Goal of the exercise: In the ice fishing text below, write out again the part that opens with "One of the quirks" and closes with "to leave town.", changing "slammed" to "packed".

Document segment:

--

President's Weekend Ice Fishing on Strawberry: Our Annual Tradition
Park City only gets the single President's Day off — no full ski week like Summit County. So instead of fighting the resort crowds we drive over the pass to Strawberry Reservoir with my parents from Heber and ice fish for three days. Here's the gear, the spot, and what it actually costs.
One of the quirks of being a Park City School District family is that we don't get the full President's Week off. We get the Monday. That's it. Friends in other Utah districts and definitely friends visiting from out of state are baffled by this every year — they assume PC is the ski-week capital of the world and instead we send our kids back to McPolin on Tuesday morning. The upside is that the resorts are absolutely slammed that weekend with everybody else's vacation, and locally we've all figured out that it's a great weekend to leave town.
We leave town to go ice fishing. Specifically to Strawberry Reservoir, which is a 45-minute drive from our house over Daniels Summit, and which is where I learned to fish as a kid because my parents in Heber have been doing this for 40 years. They still come. Tyler runs the auger, my dad runs the snacks, my mom runs the kids, and I run point on whether anybody has remembered to put their bibs back on. It is the un-fanciest weekend on our calendar and the one the kids ask about first every January.
The cost breakdown is what sealed this as a tradition. A Saturday lift ticket at PCMR President's Weekend is north of $300 a head right now. For five of us that's a $1,500 ski day. Our entire ice fishing weekend, three days, five people, two adults bonus from Heber: about $90 in propane, bait, and a chub for the tip-up. We own all the gear — Tyler's had the same Eskimo shelter for ten years and the auger was a wedding gift from my dad — and we sleep in the Sprinter at the Strawberry Bay or Soldier Creek pull-offs. License is $40 a year for me, kids fish on my license under 12.

The Spot (Loosely)

--

Given entries:
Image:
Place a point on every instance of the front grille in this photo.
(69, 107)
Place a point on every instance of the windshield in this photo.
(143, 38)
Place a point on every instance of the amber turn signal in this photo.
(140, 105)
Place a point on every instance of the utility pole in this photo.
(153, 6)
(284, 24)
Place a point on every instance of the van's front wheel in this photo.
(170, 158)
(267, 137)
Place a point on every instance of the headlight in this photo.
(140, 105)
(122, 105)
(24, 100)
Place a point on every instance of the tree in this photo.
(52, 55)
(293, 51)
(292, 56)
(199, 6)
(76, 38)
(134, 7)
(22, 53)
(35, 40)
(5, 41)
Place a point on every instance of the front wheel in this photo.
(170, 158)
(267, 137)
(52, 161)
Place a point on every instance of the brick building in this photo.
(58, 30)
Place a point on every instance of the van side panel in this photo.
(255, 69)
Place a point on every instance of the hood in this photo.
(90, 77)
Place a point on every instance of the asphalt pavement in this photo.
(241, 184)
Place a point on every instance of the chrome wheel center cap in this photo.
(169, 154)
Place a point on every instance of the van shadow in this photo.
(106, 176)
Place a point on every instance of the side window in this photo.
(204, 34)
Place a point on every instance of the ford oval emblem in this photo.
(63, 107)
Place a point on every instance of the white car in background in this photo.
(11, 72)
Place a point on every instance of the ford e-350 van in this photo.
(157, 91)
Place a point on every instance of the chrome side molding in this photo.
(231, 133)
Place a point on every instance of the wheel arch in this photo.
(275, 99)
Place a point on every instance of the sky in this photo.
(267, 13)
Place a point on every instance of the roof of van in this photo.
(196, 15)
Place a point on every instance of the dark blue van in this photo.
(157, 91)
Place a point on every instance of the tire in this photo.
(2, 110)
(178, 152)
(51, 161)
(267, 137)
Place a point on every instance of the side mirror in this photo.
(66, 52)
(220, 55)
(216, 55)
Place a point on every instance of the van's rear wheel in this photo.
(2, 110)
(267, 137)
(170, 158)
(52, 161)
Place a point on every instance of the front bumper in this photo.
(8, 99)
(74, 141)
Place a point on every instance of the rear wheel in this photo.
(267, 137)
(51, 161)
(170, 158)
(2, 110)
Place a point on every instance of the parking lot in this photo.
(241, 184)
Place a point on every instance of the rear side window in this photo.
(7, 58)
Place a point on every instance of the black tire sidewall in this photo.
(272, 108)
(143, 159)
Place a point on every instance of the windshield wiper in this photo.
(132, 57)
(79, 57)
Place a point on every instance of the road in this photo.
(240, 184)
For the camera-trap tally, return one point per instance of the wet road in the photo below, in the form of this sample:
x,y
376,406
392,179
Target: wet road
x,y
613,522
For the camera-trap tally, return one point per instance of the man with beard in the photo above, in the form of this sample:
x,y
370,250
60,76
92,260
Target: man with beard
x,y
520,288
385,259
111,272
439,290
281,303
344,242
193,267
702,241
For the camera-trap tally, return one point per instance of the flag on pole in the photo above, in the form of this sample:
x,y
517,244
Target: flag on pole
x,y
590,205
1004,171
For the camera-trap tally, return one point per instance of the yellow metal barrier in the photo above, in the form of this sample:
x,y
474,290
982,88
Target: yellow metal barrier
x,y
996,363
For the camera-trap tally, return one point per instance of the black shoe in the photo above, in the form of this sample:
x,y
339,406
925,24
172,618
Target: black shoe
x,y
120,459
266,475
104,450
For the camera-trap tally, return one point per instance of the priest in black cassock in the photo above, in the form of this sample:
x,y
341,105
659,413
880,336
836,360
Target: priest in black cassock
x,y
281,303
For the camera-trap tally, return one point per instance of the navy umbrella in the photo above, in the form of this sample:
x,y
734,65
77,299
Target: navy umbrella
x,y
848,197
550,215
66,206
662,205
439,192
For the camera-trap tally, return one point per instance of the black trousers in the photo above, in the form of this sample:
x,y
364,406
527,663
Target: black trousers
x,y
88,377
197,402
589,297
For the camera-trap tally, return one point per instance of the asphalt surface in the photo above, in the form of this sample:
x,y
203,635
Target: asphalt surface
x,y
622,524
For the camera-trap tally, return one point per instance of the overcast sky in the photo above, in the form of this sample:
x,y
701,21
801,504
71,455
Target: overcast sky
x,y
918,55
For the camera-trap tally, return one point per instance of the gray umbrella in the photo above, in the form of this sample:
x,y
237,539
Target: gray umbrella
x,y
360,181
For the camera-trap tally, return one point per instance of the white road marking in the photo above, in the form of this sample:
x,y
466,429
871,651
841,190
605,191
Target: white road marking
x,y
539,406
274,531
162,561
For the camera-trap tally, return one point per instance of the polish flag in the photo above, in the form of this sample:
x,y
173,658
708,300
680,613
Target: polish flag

--

Response:
One of the quirks of being a Park City School District family is that we don't get the full President's Week off. We get the Monday. That's it. Friends in other Utah districts and definitely friends visiting from out of state are baffled by this every year — they assume PC is the ski-week capital of the world and instead we send our kids back to McPolin on Tuesday morning. The upside is that the resorts are absolutely packed that weekend with everybody else's vacation, and locally we've all figured out that it's a great weekend to leave town.